──────── Reading passage ────────
Thursday, October 27, 2005

something's a foot

I have weird feet. No, don’t go all “No, surely not!” on me, I do. I was born with six toes on one foot and five on the other. So was Marilyn Monroe by the way, only she had an extra pinkie toe on her left foot, and I had an extra big toe on my right. For real. Bone, joint, nail and all - An extra toe. I also had little extra pinkie fingers, but not as complete and cool as the extra toe. In fact, the doctor cut those “fingers” off using a bit of thin wire pulled around them when I was about five minutes old. I’m guessing I cried about it, but it was no big deal. My extra toe was another matter…

Since my right foot’s left big toe stuck out at a 90º angle I couldn’t wear shoes until it was removed. This happened in March of 1980 when I was one year and a half old. In the same ward as me in the hospital there was a four-year-old boy with six fully functional fingers on each hand. His parents apparently discussed the possibility to let him keep them. My guess is that he unfortunately wasn’t interested in playing the piano, or we would have heard of him by now.

Anyway, they took my toe away, not knowing which one was really the extra one, the inner or outer big toe. As it turns out it was probably the inner one, the one I kept, because it stopped growing and curled up when I was about ten years old. This resulted in a second operation on my feet when I was sixteen. The story of me influenced by the anaesthesia is worthy of its own blog entry if I ever write it down. Let’s just say I respond to calming blue pills with giggle fits and I slapped a doctor.

During this procedure they brought out the bone saw and made my toe single jointed, putting a screw through it to straighten it out. Ten years later I got to see an X-ray of my foot today, and they weren’t kidding about that screw! It looks as if I had an accident in a carpenter’s workshop.

(It's clickable)

When I woke up after the operation the doctor came to see me and announced happily that they had successfully carved and sawed in my foot. Dizzy from the drugs and the pain in my plastered foot, this was not the choice of words I wished to hear. This sixteen-year-old girl cried her eyes out over her carved and sawed toe, until my boyfriend at that time came to sit by my bed until I could hop home on crutches two hours later. He asked me if I was thirsty and poured me some lemonade. I answered him no, and then drank about a litre and a half. I’m afraid of anaesthesia now.

When all this was done my left foot started to feel jealous of all the attention my right foot had gotten, so it started to act up. Apparently the disfiguration that gave me my extra toe existed in the left foot too. It just hadn’t developed. This meant my left big toe, which by the way was much bigger than my straightened right one, started to bully the other toes. It turned on them and pushed them to lie on top of each other, and formed a big bump on the side of the foot. It looked similar to a foot on a lady who has worn pointy shoes all her life. I haven’t even owned a pair of pointy shoes.
────────
• [Your tasks]:
a. In the blog post about the extra toe, how old was the writer when the extra toe was removed?
b. Print the part of the blog post about the extra toe from "During this procedure" up to and including "of anaesthesia now.".
c. Proceed with the blog post about the extra toe, picking up right after its last sentence.
──────── Data listing ────────
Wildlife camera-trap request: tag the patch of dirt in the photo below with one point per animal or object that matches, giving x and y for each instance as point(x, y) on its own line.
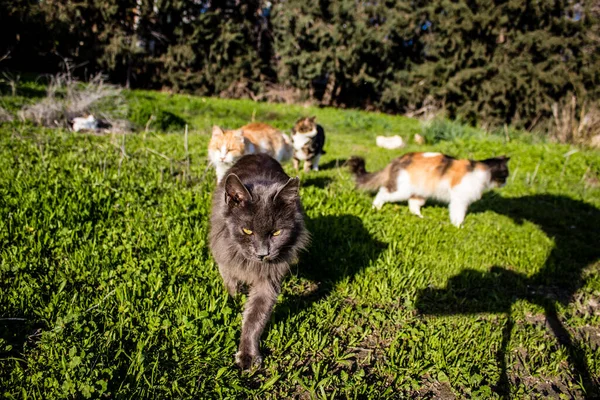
point(590, 334)
point(541, 386)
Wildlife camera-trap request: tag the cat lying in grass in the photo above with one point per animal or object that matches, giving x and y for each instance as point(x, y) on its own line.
point(417, 177)
point(228, 146)
point(257, 231)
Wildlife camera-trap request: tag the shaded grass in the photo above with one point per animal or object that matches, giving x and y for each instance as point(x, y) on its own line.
point(107, 286)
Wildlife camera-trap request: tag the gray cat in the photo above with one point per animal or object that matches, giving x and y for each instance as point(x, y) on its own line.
────────
• [Answers given]:
a. One and a half years old.

b.
During this procedure they brought out the bone saw and made my toe single jointed, putting a screw through it to straighten it out. Ten years later I got to see an X-ray of my foot today, and they weren’t kidding about that screw! It looks as if I had an accident in a carpenter’s workshop.

(It's clickable)

When I woke up after the operation the doctor came to see me and announced happily that they had successfully carved and sawed in my foot. Dizzy from the drugs and the pain in my plastered foot, this was not the choice of words I wished to hear. This sixteen-year-old girl cried her eyes out over her carved and sawed toe, until my boyfriend at that time came to sit by my bed until I could hop home on crutches two hours later. He asked me if I was thirsty and poured me some lemonade. I answered him no, and then drank about a litre and a half. I’m afraid of anaesthesia now.

c.
All the same I got a third operation, this time on my left foot, at the age of twenty-two. They took out a bit of bone and cut a string to straighten my big toe. No screw this time, but six painful weeks on crutches. And they also helped me develop my fear of painkilling drugs, even though I wasn’t asleep this time. The anaesthesia didn’t take the first time, so after they had drained my foot of blood and started cutting in my toe, I suddenly felt the knife inside my foot! The pain! I howled. And then they added some more painkillers through a needle into my dry veins. The bruising was… ugly afterwards.

And why am I telling you this depressing feet’s tale? Well, history repeats itself and it’s soon time for my fourth and fifth procedure on my feet. It’s the right one’s turn again. A few years ago, after my trip to Italy, my feet started to turn purple around the ankle. Well… not bright purple like a lilac version of the Hulk, but spotted purple, like a big bruise. And it hurt. After having limped now and then waiting to see the orthopaedist for about a year and a half I finally got to see him today. Diagnoses: Nerves pinched in the heel and something disturbing the joint making it lock and click, and eventually unlock and click every now and then which is really painful.

So, I’m waiting again. I am to be contacted in about three months to get a date for the nerve thing. They’re just going to “clean up” around the nerves and unhinge them from whatever they’re pinched against. Then I have to wait again to eventually do something about the locking joint. The bruising that makes the feet lilac is still there, but nothing can be done until my feet are well again, and then it’s only removable using the same laser treatment you use to get rid of tattoos.

My mother was born with webbed toes and I have all this… If I ever have kids, they’ll probably be born with three arms each or something.


Mandy said...

eeek! Your story made my skin crawl off my body in horror. I think it's hiding in the corner somewhere. I knew bits of your toe saga, but I didn't know the half of it.... I'm sorry you had to go through all that surgcal horror. Yikes. I'm going to go look or my skin now.

Anonymous said...

Sorry, Marilyn did not have an extra toe. Check out these two sites for info. Sorry, it's just a rumor.

Unknown said...

Oh, don't listen to Anonymous.
Those other websites he's linked you to are clearly part of the Illuminati conspiracy to cover up Marilyn's murder.